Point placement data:

↓

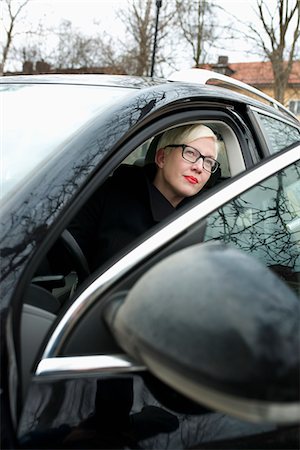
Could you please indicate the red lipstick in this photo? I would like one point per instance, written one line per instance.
(191, 180)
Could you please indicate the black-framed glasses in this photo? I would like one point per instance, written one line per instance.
(193, 155)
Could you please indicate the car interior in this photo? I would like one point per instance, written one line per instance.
(64, 271)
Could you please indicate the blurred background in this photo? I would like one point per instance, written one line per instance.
(255, 41)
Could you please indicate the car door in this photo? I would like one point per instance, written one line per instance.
(87, 392)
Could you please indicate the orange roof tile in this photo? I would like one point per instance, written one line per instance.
(256, 73)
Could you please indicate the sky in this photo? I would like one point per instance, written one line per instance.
(84, 13)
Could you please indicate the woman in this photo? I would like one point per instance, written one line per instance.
(136, 198)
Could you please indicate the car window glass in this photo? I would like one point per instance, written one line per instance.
(265, 221)
(23, 150)
(279, 134)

↑

_Problem description_: Transcribe all of the data above exactly, line for line, and leave the pictures out.

_The completed task_:
Could you please indicate the red lipstick in this photo? I would like one point per instance, written one line per instance.
(191, 180)
Could you please indicate the black-framed glasses in this photo? I would like one point per instance, written one line per instance.
(193, 155)
Could you please indicate the car interior in this photo? I would like one point per instance, written one line per instance.
(64, 271)
Could you please indicate the blurred background in this photo? I would like one point per instance, written one line per instance.
(255, 41)
Could you please indicate the car door in this photo? I would like one point per instance, written one line per instance.
(87, 392)
Could you please indicate the orange roof tile in this photo? I would like one point per instance, written one line per instance.
(256, 73)
Could you please indicate the sky in this photo? I would like one point per instance, written one line per instance.
(84, 13)
Could you please indicate the woman in this photo? I would like one point per instance, written one line per instance.
(136, 198)
Could you please indicate the car window glass in this photo? I would like one point per instance, written one line per instance.
(265, 221)
(23, 150)
(279, 134)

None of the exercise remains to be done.